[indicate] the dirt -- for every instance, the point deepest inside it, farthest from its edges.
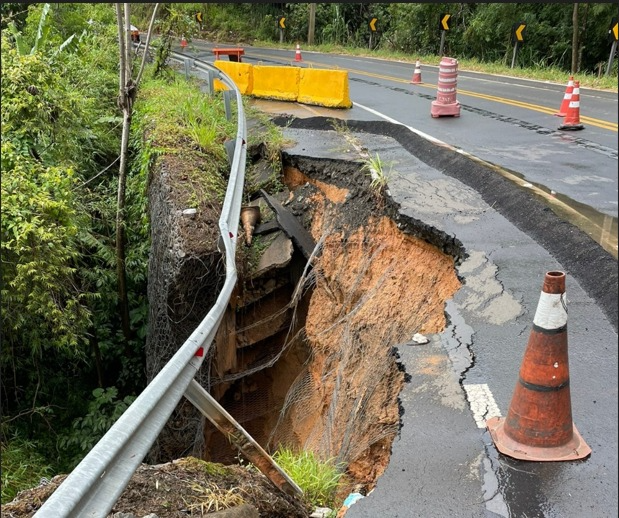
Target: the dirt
(185, 487)
(377, 281)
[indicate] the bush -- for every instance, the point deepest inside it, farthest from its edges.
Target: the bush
(318, 479)
(22, 467)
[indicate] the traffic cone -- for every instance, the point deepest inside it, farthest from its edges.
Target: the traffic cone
(572, 119)
(539, 426)
(567, 96)
(417, 74)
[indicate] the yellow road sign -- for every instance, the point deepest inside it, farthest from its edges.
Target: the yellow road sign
(445, 22)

* * * * * * * * *

INSTRUCTIONS FOR THE TASK — All lines from the one containing "[indicate] the bush" to the end of the records, both ends included, should be printed exactly and on their own.

ANSWER BOX —
[indicate] the bush -- for every instance, the point deepest inside it, farthest from its edges.
Target: the bush
(318, 479)
(22, 467)
[indicate] the traffic cone -- for every instance, the point deepest inside it, farthest from its edges.
Target: the traffic cone
(572, 119)
(539, 426)
(567, 96)
(417, 74)
[indicate] the yellow road sign -- for every instance, the point deepest inside it, farthest from its edges.
Target: the yellow road sign
(445, 22)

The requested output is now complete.